>> Begin EXERCISE DATA

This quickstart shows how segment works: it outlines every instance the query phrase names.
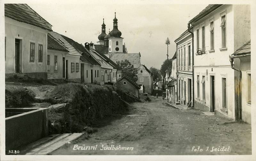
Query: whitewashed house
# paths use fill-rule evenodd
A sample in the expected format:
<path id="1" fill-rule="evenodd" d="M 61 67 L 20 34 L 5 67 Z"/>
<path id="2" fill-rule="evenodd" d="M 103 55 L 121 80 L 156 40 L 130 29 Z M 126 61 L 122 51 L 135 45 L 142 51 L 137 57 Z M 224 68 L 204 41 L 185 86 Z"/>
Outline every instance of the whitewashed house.
<path id="1" fill-rule="evenodd" d="M 47 79 L 51 24 L 26 4 L 5 4 L 4 24 L 6 78 Z"/>
<path id="2" fill-rule="evenodd" d="M 189 22 L 195 108 L 237 119 L 239 72 L 231 68 L 228 57 L 251 38 L 250 10 L 250 5 L 210 4 Z"/>

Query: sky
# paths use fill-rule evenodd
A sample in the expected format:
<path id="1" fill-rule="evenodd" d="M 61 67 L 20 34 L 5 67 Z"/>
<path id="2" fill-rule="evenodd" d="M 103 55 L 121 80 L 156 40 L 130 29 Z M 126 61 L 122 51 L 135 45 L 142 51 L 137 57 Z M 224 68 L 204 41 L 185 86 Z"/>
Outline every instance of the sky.
<path id="1" fill-rule="evenodd" d="M 101 2 L 28 4 L 52 25 L 54 31 L 83 44 L 91 41 L 97 44 L 103 18 L 106 32 L 112 30 L 116 11 L 128 52 L 140 52 L 142 64 L 158 69 L 167 58 L 167 37 L 172 58 L 176 50 L 174 40 L 187 29 L 188 21 L 208 5 Z"/>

>> End EXERCISE DATA

Convert the entries above into a two-column CSV with the headers request_text and expected_paths, one row per request. Put each request's text and its answer in a single quoted field with line breaks replaced by spaces, and omit the pictures.

→ **RESPONSE BELOW**:
request_text,expected_paths
"This quickstart shows how segment works: it outlines every instance the query phrase names. Query: whitewashed house # paths use fill-rule evenodd A sample in the expected format: <path id=""1"" fill-rule=""evenodd"" d=""M 61 67 L 20 34 L 5 67 Z""/> <path id=""2"" fill-rule=""evenodd"" d=""M 103 55 L 121 80 L 156 40 L 130 29 Z M 126 61 L 122 51 L 135 45 L 142 51 L 137 57 Z M 224 68 L 204 41 L 185 86 Z""/> Outline every instance of the whitewashed house.","<path id=""1"" fill-rule=""evenodd"" d=""M 47 79 L 51 24 L 26 4 L 5 4 L 4 24 L 6 78 Z""/> <path id=""2"" fill-rule=""evenodd"" d=""M 189 22 L 195 108 L 237 119 L 239 72 L 231 68 L 228 57 L 251 38 L 250 10 L 250 5 L 210 4 Z""/>"
"Query: sky # paths use fill-rule evenodd A sample in the expected format: <path id=""1"" fill-rule=""evenodd"" d=""M 61 67 L 20 34 L 5 67 Z""/> <path id=""2"" fill-rule=""evenodd"" d=""M 103 55 L 121 80 L 156 40 L 130 29 Z M 126 61 L 122 51 L 135 45 L 142 51 L 137 57 Z M 224 68 L 204 41 L 185 86 Z""/> Outline every instance of the sky.","<path id=""1"" fill-rule=""evenodd"" d=""M 101 2 L 28 4 L 52 25 L 54 31 L 83 44 L 91 41 L 97 44 L 103 18 L 106 32 L 112 30 L 116 11 L 128 52 L 140 52 L 142 64 L 158 69 L 167 58 L 167 37 L 172 58 L 176 50 L 174 40 L 187 29 L 188 21 L 208 5 Z""/>"